■ PROBLEM TO WORK ON
Please show every line in the rows below that contains the word "would", copying each line in full.

■ RECORD EXCERPTS
──────────
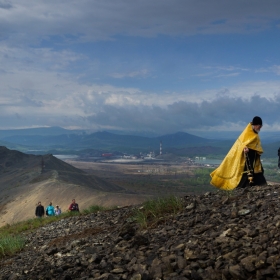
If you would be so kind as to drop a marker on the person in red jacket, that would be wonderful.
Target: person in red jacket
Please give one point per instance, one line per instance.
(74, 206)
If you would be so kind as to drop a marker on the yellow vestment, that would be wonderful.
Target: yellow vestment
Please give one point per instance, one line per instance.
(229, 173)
──────────
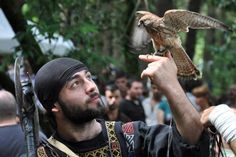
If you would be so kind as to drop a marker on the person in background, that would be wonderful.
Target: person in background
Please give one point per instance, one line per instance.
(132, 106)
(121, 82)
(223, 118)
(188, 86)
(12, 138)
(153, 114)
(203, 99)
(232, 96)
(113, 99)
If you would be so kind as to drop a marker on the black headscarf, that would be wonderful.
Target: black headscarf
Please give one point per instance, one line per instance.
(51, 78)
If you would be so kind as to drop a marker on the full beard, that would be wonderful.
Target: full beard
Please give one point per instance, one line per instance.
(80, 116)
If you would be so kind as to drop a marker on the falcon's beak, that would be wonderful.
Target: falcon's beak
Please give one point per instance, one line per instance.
──────────
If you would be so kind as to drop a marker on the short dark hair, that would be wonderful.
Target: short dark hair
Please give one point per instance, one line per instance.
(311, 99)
──────────
■ EXERCISE SOLUTION
If you would be so kind as to drop a marker on the person in red jacket, that would be wonderful.
If you would be so kind as to drop a marker on the yellow vestment, that would be wonderful.
If you would be so kind as to drop a marker on the person in background, that would be wonderful.
If you would be so kind as to drop a marker on the black headscarf, that would be wonderful.
If you would be so kind as to drop a marker on the full beard, that would be wonderful.
If you would be so kind as to drop a marker on the falcon's beak, that would be wonderful.
If you would be so kind as to drop a marker on the short dark hair, that would be wonderful.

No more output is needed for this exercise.